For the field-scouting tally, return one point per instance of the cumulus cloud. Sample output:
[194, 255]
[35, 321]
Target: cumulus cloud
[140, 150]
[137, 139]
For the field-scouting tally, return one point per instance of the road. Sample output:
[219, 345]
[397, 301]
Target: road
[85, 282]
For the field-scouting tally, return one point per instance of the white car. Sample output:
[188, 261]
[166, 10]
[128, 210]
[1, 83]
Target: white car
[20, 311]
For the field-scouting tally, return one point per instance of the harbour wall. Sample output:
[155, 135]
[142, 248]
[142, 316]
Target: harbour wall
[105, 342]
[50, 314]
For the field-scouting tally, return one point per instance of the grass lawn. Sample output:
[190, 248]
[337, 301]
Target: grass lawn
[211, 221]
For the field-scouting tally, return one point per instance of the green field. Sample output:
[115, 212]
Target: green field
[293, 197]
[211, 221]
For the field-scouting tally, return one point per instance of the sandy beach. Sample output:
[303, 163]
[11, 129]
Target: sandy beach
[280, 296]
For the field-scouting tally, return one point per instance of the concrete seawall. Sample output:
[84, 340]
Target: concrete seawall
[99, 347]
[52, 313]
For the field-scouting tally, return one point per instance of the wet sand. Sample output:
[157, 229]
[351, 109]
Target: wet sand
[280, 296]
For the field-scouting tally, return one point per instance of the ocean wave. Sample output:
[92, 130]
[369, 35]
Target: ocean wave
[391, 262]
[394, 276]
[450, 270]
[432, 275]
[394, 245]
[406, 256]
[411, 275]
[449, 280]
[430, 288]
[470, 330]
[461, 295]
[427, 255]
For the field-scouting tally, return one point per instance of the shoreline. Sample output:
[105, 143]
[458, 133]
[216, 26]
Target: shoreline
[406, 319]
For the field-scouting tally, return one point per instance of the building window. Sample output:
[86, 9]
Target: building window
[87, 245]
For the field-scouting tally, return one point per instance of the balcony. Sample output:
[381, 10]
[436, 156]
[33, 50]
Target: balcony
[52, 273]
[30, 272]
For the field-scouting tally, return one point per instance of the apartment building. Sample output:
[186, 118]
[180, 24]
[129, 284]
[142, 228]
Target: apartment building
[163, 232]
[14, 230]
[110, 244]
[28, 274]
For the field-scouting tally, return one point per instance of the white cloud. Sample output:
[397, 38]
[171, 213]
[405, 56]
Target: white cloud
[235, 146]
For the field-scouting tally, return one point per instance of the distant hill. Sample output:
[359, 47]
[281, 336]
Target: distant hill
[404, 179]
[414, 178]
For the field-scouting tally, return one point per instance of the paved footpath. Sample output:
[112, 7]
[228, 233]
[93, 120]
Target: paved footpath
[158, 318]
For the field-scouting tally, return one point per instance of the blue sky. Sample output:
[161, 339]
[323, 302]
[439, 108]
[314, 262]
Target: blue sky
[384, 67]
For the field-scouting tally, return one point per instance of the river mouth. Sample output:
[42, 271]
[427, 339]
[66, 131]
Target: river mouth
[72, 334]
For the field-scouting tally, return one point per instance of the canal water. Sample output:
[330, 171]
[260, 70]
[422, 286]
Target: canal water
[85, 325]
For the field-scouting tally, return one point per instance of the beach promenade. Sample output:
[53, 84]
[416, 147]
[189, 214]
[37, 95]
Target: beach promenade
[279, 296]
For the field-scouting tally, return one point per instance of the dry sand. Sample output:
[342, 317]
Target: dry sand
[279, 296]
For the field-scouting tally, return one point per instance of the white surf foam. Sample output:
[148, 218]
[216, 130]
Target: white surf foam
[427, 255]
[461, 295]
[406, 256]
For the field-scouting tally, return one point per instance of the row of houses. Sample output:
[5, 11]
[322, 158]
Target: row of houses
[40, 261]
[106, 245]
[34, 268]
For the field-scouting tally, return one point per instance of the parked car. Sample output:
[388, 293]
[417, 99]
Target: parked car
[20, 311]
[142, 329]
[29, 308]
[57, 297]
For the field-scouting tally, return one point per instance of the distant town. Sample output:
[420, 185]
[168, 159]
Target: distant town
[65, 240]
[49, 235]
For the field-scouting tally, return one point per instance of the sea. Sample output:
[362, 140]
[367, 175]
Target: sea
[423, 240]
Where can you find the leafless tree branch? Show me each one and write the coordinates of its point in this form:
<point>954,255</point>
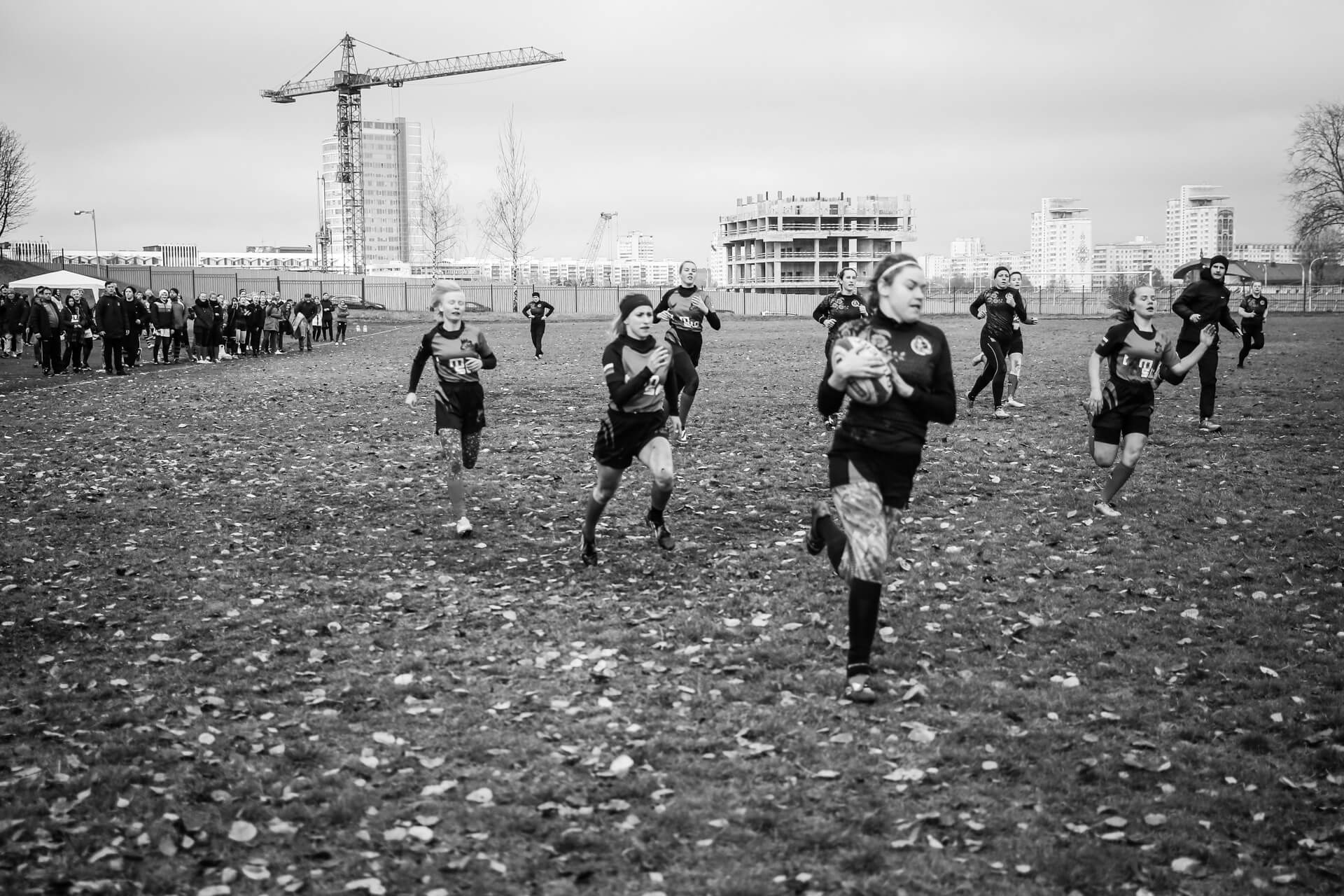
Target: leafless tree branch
<point>18,183</point>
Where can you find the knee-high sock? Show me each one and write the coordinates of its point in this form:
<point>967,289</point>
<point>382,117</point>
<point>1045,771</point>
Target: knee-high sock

-.-.-

▶ The problem:
The answer should consist solely of the lines from the one containing "Target: parked car" through the last line of the material, copied exactly, with pictures left out.

▶ Answer below:
Target: parked car
[20, 311]
[142, 329]
[29, 308]
[57, 297]
For the field-scouting tally, return one point per instance of the distant town. Sample output:
[420, 185]
[168, 159]
Target: distant town
[65, 240]
[49, 235]
For the field-scouting tally, return one point per instance of the sea. Sample output:
[362, 140]
[367, 175]
Target: sea
[423, 240]
Where can you find the leafless tree branch? Show me each one and write the coordinates of its point in this form:
<point>954,255</point>
Target: leafless tree branch
<point>18,183</point>
Where can you find the knee-high sock? Show me each one and write the coordinates of its point in this form:
<point>967,289</point>
<point>382,117</point>
<point>1045,771</point>
Target: knee-high sock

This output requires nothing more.